### WHAT TO WORK ON:
Read the data below. Every line holding the string "shirt" must be copied.

### MATERIAL FOR THIS EXERCISE:

▼

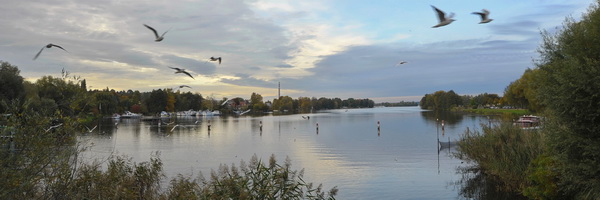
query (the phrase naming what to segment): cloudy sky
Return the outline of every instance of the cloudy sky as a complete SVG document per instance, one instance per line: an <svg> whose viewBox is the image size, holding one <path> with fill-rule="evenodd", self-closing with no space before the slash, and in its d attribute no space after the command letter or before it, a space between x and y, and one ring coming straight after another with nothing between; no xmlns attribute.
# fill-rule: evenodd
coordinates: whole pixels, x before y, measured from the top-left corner
<svg viewBox="0 0 600 200"><path fill-rule="evenodd" d="M0 60L27 80L64 68L88 89L189 85L203 96L419 100L498 93L533 67L541 30L593 0L0 0ZM430 5L455 13L440 28ZM490 10L488 24L471 12ZM153 33L168 31L154 42ZM48 43L64 47L44 49ZM222 57L222 64L208 62ZM407 64L397 66L400 61ZM184 68L195 79L174 74Z"/></svg>

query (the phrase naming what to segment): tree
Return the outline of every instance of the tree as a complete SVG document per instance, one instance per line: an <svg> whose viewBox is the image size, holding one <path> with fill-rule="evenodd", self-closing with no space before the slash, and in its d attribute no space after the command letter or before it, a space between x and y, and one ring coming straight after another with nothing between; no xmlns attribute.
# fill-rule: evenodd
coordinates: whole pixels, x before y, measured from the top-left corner
<svg viewBox="0 0 600 200"><path fill-rule="evenodd" d="M25 94L23 77L17 66L0 61L0 101L22 98ZM0 107L0 112L3 109Z"/></svg>
<svg viewBox="0 0 600 200"><path fill-rule="evenodd" d="M164 111L167 107L168 94L161 89L152 90L150 96L146 99L146 107L149 113L157 114Z"/></svg>
<svg viewBox="0 0 600 200"><path fill-rule="evenodd" d="M252 95L250 95L250 108L252 108L254 112L266 111L268 109L265 103L263 102L262 95L254 92L252 93Z"/></svg>
<svg viewBox="0 0 600 200"><path fill-rule="evenodd" d="M600 10L567 18L555 34L543 32L536 92L551 114L547 128L559 164L561 190L575 199L600 197Z"/></svg>

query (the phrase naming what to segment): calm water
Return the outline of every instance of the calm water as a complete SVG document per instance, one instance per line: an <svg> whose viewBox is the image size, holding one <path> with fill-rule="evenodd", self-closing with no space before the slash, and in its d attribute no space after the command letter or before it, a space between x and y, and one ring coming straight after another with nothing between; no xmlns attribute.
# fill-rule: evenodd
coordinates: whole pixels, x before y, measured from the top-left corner
<svg viewBox="0 0 600 200"><path fill-rule="evenodd" d="M443 136L436 118L445 119ZM465 164L451 156L451 149L438 151L436 138L439 133L440 140L456 140L487 119L396 107L163 121L175 123L159 127L158 121L121 119L115 127L116 121L105 120L80 140L93 144L88 158L124 154L142 162L159 151L168 177L207 176L221 163L238 165L254 154L268 160L275 154L280 163L287 156L292 168L305 168L308 182L338 186L338 199L456 199L460 186L454 183L462 177L456 169Z"/></svg>

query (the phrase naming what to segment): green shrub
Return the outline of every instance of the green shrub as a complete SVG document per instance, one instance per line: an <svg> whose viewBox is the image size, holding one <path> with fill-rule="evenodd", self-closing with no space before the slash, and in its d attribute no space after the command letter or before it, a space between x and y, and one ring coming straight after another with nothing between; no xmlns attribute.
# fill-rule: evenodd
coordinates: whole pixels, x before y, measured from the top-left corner
<svg viewBox="0 0 600 200"><path fill-rule="evenodd" d="M475 163L500 182L501 189L520 193L530 185L526 179L532 160L544 152L542 134L510 123L482 124L482 131L465 132L456 156Z"/></svg>

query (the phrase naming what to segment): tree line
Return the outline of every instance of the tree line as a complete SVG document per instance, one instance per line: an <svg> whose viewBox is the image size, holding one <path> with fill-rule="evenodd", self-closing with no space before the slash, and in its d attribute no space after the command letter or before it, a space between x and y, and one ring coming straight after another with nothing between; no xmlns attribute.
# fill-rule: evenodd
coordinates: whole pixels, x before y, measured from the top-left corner
<svg viewBox="0 0 600 200"><path fill-rule="evenodd" d="M1 62L1 61L0 61ZM24 80L17 66L1 62L0 101L17 100L35 112L51 114L60 111L69 116L96 114L112 115L131 111L147 115L161 111L176 112L187 110L220 110L231 113L235 110L248 110L262 113L267 111L313 112L323 109L372 108L375 102L370 99L340 98L319 99L299 97L292 99L282 96L264 101L262 95L252 93L250 100L240 97L217 100L203 97L199 93L182 92L173 88L154 89L149 92L115 91L114 89L88 90L85 79L71 75L63 69L61 77L43 76L35 82ZM0 105L0 112L6 110Z"/></svg>
<svg viewBox="0 0 600 200"><path fill-rule="evenodd" d="M456 107L466 108L479 108L479 107L490 107L502 105L502 98L497 94L478 94L472 95L458 95L453 90L448 92L440 90L432 94L425 94L419 106L422 109L429 110L451 110Z"/></svg>

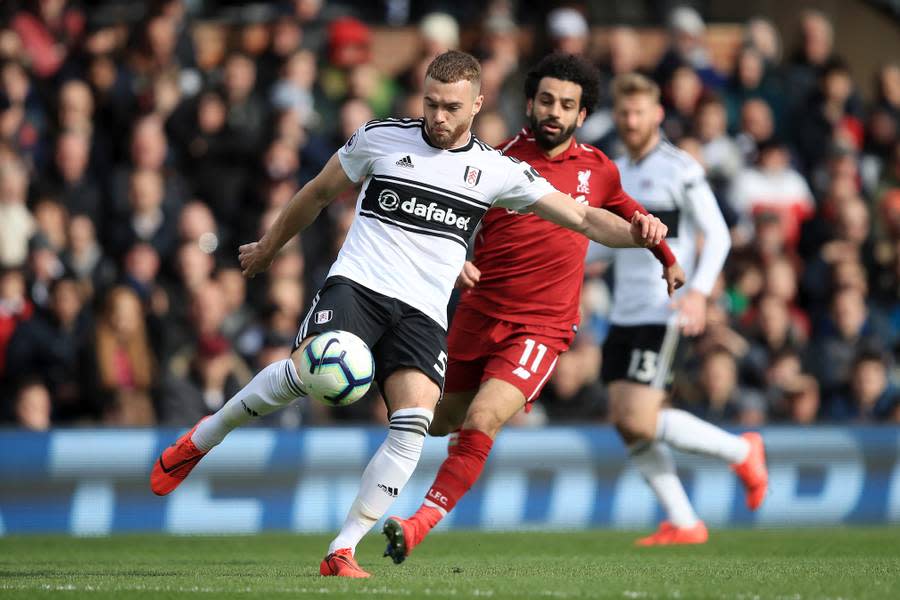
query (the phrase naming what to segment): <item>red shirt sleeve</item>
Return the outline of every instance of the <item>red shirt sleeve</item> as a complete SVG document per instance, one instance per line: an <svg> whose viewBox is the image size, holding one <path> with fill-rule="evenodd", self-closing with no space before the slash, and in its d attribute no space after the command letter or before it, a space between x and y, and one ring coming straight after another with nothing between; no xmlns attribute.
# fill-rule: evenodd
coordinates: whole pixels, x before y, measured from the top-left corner
<svg viewBox="0 0 900 600"><path fill-rule="evenodd" d="M631 217L635 212L639 212L642 215L649 214L647 209L644 208L640 202L629 196L625 190L622 189L622 180L619 177L619 169L616 167L616 164L607 159L605 167L606 172L609 175L607 177L605 190L606 195L603 198L603 204L601 206L606 210L619 215L626 221L631 221ZM666 240L661 241L655 248L649 248L649 250L664 267L671 267L675 264L675 255L672 254L672 249L669 248L669 244L666 243Z"/></svg>

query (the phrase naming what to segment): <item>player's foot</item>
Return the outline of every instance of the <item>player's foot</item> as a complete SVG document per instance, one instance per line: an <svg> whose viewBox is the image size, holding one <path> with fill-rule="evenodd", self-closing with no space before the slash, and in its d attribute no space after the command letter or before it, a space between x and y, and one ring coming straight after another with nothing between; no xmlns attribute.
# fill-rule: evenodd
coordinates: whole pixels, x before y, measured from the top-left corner
<svg viewBox="0 0 900 600"><path fill-rule="evenodd" d="M390 556L391 560L398 565L406 560L413 548L419 545L419 542L425 537L413 519L399 517L388 518L381 531L387 538L384 556Z"/></svg>
<svg viewBox="0 0 900 600"><path fill-rule="evenodd" d="M203 417L205 419L206 417ZM197 425L203 422L197 421ZM191 436L197 429L194 425L190 431L178 438L174 444L163 450L159 460L153 464L150 471L150 489L157 496L165 496L184 481L188 473L197 466L200 459L206 456L206 452L197 449Z"/></svg>
<svg viewBox="0 0 900 600"><path fill-rule="evenodd" d="M322 564L319 565L319 574L325 577L352 577L354 579L365 579L372 576L356 564L350 548L339 548L323 558Z"/></svg>
<svg viewBox="0 0 900 600"><path fill-rule="evenodd" d="M747 508L756 510L766 497L769 489L769 470L766 468L766 447L758 433L741 435L750 444L750 452L744 462L731 465L747 492Z"/></svg>
<svg viewBox="0 0 900 600"><path fill-rule="evenodd" d="M705 544L709 539L709 532L703 521L697 521L692 527L675 527L668 521L659 524L659 529L653 535L641 538L635 542L636 546L673 546L682 544Z"/></svg>

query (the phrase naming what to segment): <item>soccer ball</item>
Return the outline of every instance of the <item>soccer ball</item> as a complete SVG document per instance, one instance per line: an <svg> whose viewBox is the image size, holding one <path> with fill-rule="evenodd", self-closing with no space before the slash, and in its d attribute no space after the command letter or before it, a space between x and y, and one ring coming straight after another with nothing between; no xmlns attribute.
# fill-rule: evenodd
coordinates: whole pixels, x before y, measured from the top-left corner
<svg viewBox="0 0 900 600"><path fill-rule="evenodd" d="M328 406L347 406L369 391L375 361L369 347L356 335L326 331L303 350L299 375L311 398Z"/></svg>

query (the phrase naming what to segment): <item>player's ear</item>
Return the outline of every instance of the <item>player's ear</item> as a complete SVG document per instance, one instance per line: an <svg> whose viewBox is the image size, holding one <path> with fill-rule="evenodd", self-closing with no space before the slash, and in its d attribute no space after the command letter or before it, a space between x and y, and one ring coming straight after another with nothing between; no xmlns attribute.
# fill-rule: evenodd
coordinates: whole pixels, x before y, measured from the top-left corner
<svg viewBox="0 0 900 600"><path fill-rule="evenodd" d="M575 118L575 127L581 127L584 125L584 120L587 119L587 107L582 106L578 110L578 116Z"/></svg>
<svg viewBox="0 0 900 600"><path fill-rule="evenodd" d="M473 117L479 113L482 104L484 104L484 96L482 94L478 94L477 96L475 96L475 102L472 103Z"/></svg>
<svg viewBox="0 0 900 600"><path fill-rule="evenodd" d="M534 98L525 101L525 116L531 118L531 111L534 110Z"/></svg>
<svg viewBox="0 0 900 600"><path fill-rule="evenodd" d="M663 119L666 118L666 109L662 107L662 104L656 105L656 124L662 125Z"/></svg>

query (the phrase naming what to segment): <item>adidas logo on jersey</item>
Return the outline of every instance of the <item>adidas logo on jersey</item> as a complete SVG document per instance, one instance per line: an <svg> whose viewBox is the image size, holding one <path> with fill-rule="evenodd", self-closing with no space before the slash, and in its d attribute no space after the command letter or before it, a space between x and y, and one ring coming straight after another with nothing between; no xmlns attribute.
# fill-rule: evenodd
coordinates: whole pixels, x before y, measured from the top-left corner
<svg viewBox="0 0 900 600"><path fill-rule="evenodd" d="M383 491L385 494L390 496L391 498L397 497L397 488L384 485L383 483L378 484L378 488Z"/></svg>
<svg viewBox="0 0 900 600"><path fill-rule="evenodd" d="M409 154L407 154L406 156L404 156L403 158L401 158L394 164L397 165L398 167L406 167L407 169L412 169L413 167L415 167L415 165L412 164L412 159L409 157Z"/></svg>
<svg viewBox="0 0 900 600"><path fill-rule="evenodd" d="M400 205L400 210L408 215L416 215L426 221L437 221L463 231L469 231L469 222L472 220L472 217L460 217L452 208L440 208L436 202L426 205L415 197L405 200Z"/></svg>

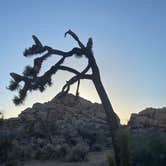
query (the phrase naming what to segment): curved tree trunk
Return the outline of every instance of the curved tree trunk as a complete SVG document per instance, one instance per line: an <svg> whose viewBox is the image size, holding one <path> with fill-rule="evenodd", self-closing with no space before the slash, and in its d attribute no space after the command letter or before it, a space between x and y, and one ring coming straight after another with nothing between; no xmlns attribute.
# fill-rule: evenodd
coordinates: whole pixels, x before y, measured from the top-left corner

▲

### FINISHED EXERCISE:
query (the phrase naming what to segment): <item>red shirt sleeve</item>
Return the outline of every instance of the <item>red shirt sleeve</item> as a complete SVG document per instance, one instance per line: an <svg> whose viewBox is the image size, holding one <path> with fill-rule="evenodd", self-closing with no space before the slash, and in its d attribute no space after the command letter or before it, a space between x and y, and one ring coming straight after another with nothing between; no xmlns attribute.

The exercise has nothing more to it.